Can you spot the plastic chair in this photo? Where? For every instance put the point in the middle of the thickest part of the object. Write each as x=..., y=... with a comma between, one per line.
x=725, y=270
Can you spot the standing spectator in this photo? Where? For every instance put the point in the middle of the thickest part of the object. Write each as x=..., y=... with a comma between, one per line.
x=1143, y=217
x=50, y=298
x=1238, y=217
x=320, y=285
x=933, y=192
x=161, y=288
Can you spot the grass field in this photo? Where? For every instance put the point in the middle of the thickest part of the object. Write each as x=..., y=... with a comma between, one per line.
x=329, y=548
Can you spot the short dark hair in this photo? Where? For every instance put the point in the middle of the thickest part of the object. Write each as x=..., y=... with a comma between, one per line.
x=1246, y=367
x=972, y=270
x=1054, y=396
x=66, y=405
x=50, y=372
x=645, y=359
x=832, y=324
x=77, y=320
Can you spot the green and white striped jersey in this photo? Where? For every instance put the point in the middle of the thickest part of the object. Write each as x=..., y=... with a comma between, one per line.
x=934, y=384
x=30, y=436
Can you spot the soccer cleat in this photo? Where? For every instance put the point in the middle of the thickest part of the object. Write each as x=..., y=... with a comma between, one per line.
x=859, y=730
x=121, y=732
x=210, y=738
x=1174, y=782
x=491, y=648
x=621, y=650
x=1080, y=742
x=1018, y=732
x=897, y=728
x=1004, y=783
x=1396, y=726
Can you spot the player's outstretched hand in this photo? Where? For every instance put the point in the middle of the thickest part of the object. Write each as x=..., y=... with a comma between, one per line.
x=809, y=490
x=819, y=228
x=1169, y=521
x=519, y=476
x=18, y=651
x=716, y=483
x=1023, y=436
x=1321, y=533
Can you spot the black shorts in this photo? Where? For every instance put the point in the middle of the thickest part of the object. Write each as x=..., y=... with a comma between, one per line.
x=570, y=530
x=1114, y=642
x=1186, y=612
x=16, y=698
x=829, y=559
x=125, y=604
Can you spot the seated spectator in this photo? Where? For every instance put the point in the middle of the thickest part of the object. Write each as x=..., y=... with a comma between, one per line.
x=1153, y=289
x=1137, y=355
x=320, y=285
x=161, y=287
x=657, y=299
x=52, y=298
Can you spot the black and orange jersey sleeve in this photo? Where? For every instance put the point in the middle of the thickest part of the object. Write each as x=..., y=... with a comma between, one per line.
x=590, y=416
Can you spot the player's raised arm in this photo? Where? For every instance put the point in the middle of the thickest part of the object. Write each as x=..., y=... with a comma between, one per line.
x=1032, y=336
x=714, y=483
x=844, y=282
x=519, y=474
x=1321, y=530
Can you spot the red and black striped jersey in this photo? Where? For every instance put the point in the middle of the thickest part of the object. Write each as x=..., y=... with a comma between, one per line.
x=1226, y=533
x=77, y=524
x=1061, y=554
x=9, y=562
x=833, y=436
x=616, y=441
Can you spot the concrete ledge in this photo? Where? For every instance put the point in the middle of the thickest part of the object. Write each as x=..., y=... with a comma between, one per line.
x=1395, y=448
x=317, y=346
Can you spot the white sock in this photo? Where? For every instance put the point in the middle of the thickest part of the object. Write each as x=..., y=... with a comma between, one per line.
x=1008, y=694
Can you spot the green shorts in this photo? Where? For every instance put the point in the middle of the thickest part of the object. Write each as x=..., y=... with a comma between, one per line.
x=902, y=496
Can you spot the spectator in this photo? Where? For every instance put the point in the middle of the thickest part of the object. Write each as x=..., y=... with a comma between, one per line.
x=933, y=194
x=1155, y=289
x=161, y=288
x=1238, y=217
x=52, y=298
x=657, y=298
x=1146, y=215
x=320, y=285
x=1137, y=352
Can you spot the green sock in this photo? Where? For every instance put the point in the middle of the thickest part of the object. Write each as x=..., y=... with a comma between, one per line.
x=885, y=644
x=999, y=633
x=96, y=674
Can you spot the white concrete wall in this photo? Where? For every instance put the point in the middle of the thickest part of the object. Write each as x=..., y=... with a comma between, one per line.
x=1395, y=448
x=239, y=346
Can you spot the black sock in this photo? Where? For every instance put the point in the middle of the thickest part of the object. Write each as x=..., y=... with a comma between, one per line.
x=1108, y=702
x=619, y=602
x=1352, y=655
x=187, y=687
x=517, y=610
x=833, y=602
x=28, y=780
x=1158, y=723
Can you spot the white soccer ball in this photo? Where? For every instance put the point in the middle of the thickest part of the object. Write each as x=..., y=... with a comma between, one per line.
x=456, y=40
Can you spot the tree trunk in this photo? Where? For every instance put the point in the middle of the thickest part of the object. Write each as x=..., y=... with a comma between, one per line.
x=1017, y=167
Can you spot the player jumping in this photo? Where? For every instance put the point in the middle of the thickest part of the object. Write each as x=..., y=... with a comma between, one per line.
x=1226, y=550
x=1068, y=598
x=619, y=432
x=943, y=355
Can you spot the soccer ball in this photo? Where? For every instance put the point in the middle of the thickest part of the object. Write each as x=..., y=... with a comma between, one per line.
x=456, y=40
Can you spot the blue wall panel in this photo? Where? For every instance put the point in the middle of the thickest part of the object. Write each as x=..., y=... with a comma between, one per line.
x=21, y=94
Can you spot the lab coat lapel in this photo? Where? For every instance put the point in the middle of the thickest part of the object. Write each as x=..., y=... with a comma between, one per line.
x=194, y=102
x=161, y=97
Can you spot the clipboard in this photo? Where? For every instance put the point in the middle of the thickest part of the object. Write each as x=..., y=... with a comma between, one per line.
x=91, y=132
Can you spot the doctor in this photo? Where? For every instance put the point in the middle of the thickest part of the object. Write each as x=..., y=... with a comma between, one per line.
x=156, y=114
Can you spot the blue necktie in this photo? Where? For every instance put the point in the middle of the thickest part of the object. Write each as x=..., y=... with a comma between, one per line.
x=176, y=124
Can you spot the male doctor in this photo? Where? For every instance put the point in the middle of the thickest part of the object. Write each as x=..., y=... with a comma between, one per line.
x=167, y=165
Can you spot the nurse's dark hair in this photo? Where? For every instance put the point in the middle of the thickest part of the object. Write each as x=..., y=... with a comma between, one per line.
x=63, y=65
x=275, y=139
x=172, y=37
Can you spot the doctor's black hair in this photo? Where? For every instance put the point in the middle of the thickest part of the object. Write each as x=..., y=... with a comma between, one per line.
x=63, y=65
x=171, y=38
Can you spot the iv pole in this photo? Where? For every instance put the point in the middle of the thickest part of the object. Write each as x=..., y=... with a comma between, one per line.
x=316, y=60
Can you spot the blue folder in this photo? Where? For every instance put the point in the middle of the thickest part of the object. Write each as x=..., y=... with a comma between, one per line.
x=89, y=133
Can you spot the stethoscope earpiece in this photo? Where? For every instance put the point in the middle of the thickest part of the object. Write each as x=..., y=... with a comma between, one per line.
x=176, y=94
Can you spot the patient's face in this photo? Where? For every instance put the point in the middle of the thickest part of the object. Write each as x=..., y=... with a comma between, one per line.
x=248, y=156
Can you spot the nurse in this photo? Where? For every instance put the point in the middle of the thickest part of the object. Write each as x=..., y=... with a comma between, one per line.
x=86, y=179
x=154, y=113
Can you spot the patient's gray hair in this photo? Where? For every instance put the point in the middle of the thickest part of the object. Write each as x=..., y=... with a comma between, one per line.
——————
**The request:**
From the listing above, return the lines verbatim, beginning at the line that contains "Can you spot the tree" and stopping after the line that contains "x=1017, y=167".

**Solution for this exercise:**
Can you spot the tree trunk in this photo? Where? For every instance put the point in the middle of the thickest part of the object. Write each as x=..., y=... with a comma between, one per line.
x=1017, y=167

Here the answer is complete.